DATA FOR PROCESSING:
====
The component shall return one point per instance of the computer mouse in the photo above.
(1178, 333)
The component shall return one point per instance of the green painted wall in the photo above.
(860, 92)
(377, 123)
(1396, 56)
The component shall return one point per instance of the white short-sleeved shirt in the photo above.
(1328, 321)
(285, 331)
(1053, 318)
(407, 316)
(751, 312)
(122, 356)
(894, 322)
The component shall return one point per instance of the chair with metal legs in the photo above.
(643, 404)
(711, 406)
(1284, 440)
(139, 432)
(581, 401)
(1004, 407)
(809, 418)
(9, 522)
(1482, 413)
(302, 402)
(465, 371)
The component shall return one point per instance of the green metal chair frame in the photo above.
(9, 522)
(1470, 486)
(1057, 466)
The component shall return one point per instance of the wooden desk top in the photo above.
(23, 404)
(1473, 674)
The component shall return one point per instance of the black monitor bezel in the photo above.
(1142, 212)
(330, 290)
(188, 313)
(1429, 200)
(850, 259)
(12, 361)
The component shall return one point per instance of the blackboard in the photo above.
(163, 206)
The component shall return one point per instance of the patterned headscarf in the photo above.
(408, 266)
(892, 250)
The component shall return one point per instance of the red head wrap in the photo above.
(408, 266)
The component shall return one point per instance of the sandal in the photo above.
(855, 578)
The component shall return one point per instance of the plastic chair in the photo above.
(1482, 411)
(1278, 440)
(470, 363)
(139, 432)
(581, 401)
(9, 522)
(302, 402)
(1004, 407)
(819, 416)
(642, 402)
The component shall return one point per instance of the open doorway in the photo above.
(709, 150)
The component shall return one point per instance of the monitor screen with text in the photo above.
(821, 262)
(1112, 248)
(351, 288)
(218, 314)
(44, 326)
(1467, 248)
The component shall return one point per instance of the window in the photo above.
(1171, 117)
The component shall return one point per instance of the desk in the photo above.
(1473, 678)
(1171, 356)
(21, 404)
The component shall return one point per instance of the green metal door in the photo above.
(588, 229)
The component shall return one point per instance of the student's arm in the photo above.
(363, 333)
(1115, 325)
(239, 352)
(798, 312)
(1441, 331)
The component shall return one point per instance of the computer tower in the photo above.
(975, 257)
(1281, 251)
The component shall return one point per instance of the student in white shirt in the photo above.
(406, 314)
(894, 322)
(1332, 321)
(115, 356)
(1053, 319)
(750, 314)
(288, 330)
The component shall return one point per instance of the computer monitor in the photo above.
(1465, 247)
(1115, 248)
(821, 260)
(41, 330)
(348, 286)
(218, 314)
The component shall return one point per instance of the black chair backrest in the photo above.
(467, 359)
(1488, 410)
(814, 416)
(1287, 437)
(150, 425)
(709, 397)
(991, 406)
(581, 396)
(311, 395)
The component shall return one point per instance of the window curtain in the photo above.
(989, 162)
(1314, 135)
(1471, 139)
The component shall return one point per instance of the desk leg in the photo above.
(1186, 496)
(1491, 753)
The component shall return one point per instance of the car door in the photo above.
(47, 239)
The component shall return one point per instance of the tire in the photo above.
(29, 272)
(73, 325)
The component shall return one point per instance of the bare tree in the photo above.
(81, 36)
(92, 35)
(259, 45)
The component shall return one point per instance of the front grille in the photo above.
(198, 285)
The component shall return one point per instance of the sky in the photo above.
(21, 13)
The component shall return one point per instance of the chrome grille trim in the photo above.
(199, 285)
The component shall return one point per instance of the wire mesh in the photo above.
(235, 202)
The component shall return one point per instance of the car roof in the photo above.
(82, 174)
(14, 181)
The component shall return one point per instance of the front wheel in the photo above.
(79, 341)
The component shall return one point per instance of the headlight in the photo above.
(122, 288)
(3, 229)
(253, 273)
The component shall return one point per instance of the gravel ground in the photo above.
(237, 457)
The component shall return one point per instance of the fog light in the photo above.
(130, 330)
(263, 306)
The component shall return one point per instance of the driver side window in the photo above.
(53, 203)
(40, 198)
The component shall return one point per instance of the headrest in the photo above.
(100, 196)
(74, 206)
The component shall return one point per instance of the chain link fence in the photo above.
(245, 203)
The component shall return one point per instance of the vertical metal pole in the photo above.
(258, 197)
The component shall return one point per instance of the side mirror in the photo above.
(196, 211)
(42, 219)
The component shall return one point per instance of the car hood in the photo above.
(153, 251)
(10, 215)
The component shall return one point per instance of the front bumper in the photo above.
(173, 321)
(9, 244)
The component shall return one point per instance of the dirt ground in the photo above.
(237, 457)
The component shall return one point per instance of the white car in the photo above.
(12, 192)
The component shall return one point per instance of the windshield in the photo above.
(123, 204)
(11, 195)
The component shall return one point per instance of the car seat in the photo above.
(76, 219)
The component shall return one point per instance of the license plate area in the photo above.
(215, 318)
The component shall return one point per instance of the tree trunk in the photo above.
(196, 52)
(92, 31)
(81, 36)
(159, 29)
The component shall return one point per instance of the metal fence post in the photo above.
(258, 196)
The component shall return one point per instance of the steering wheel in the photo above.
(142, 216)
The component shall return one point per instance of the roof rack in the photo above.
====
AIM: Write out the entire listing above again, word for word, from the first line to the last.

ANSWER TO THIS TASK:
The component shall return one point per instance of the computer mouse in the photo above.
(1178, 333)
The component shall return one point per instance of the green painted wall in the photo above.
(860, 92)
(377, 123)
(1396, 56)
The component shall return one point per instance of the white short-sleeved shirt in the photo above.
(1328, 321)
(285, 331)
(1053, 318)
(407, 316)
(751, 312)
(122, 356)
(894, 322)
The component shall return one point per instance of the chair with metal legs in the photo above.
(643, 404)
(711, 406)
(1284, 440)
(139, 432)
(581, 401)
(1004, 407)
(809, 418)
(9, 522)
(1482, 413)
(302, 402)
(465, 371)
The component shall return one point per instance of the green metal chair frame in the photo above.
(9, 522)
(1470, 486)
(1057, 466)
The component shall return one point per instance of the wooden desk top in the photo above.
(23, 404)
(1473, 674)
The component shall return one point per instance of the black monitor bezel in the photo above.
(1142, 212)
(330, 290)
(188, 313)
(1429, 200)
(850, 259)
(12, 361)
The component shall return one point per instance of the blackboard in the photo above.
(163, 206)
The component shall return one point per instance of the patterned headscarf in the photo above.
(408, 266)
(892, 250)
The component shall return one point per instance of the red head wrap in the photo above.
(408, 266)
The component shall return one point per instance of the sandal in the photo above.
(855, 578)
The component shall return one point per instance of the plastic chair in the photo above.
(1482, 411)
(1278, 440)
(470, 363)
(139, 432)
(581, 401)
(9, 522)
(302, 402)
(1004, 407)
(819, 416)
(642, 402)
The component shall return one point per instance of the open doorway in the photo above.
(709, 150)
The component shall return one point per instance of the monitor screen with text in the photo above.
(821, 262)
(1112, 248)
(351, 288)
(218, 314)
(44, 326)
(1467, 248)
The component shall return one point per instance of the window in the photo above.
(1171, 117)
The component shall return one point per instance of the desk in the photo above.
(1473, 678)
(1171, 356)
(21, 404)
The component shall return one point per instance of the green metal door in the photo above.
(588, 229)
The component shall return one point per instance of the student's arm in the photo above.
(363, 333)
(1115, 325)
(239, 352)
(798, 312)
(1441, 331)
The component shall return one point per instance of the computer tower in the photo above.
(975, 257)
(1281, 251)
The component shall return one point per instance of the student in white shirt in the photo above.
(406, 314)
(894, 322)
(1332, 321)
(115, 356)
(1053, 319)
(750, 314)
(288, 330)
The component shall return one point per instance of the computer monitor in the photo above.
(1465, 247)
(1115, 248)
(821, 260)
(41, 330)
(348, 286)
(218, 314)
The component shall return one point per instance of the black chair backrest in the photo above.
(467, 359)
(1488, 410)
(814, 416)
(1287, 437)
(150, 425)
(709, 397)
(991, 406)
(581, 396)
(311, 395)
The component shall return one point per instance of the window curtain in the photo above.
(989, 162)
(1314, 135)
(1471, 139)
The component shall return one point per instance of the desk leg in the photo above.
(1186, 496)
(1491, 753)
The component shall return one point per instance of the car door in the photo above.
(47, 239)
The component shall return one point per instance of the tire in the photo above.
(29, 272)
(73, 325)
The component shall return one point per instance of the bare tree in the photo above.
(81, 36)
(92, 35)
(259, 45)
The component shall return one point per instance of the front grille in the photo above.
(198, 285)
The component shall return one point per instance of the sky in the photo above.
(21, 13)
The component shall return one point per instance of the chrome grille trim in the photo above.
(199, 285)
The component shall return one point per instance of the wire mesh in the photo above.
(235, 202)
The component shall return one point per instance of the car roof in the photo above.
(82, 174)
(14, 181)
The component shall return one point per instance of the front wheel in the photo above.
(79, 341)
The component shall return one point per instance of the headlight in the photo above.
(122, 288)
(3, 229)
(253, 273)
The component shall return one point per instance of the gravel ground in the photo above.
(237, 457)
The component shall return one point per instance of the fog light in the photo above.
(130, 330)
(263, 306)
The component shall return one point per instance of the driver side window in the photo above.
(53, 203)
(40, 198)
The component shall return one point per instance of the headrest in the photo above.
(100, 196)
(74, 206)
The component shall return one point per instance of the chain link fence in the photo above.
(245, 203)
The component shall return one point per instance of the vertical metal pole in the photo above.
(258, 197)
The component shall return one point per instance of the side mirror in the photo above.
(196, 211)
(42, 219)
The component shall return one point per instance of the car hood in the photo above.
(153, 251)
(10, 215)
The component shall return one point per instance of the front bumper in the photo above.
(173, 321)
(9, 244)
The component shall return one point per instance of the dirt ground in the photo above.
(237, 457)
The component shall return one point per instance of the white car in the photo above.
(12, 192)
The component shall return one point per instance of the windshield in the photo above.
(123, 204)
(11, 195)
The component shall return one point per instance of the car seat in the photo above.
(76, 219)
The component shall return one point per instance of the license plate area in the photo above.
(215, 318)
The component shall return one point per instance of the tree trunk in the photo above.
(196, 52)
(92, 31)
(81, 36)
(159, 29)
The component shall return one point per instance of the metal fence post in the photo above.
(258, 196)
The component shall return one point per instance of the steering wheel in the photo above.
(142, 216)
The component shall return one point per instance of the roof rack in the photo above.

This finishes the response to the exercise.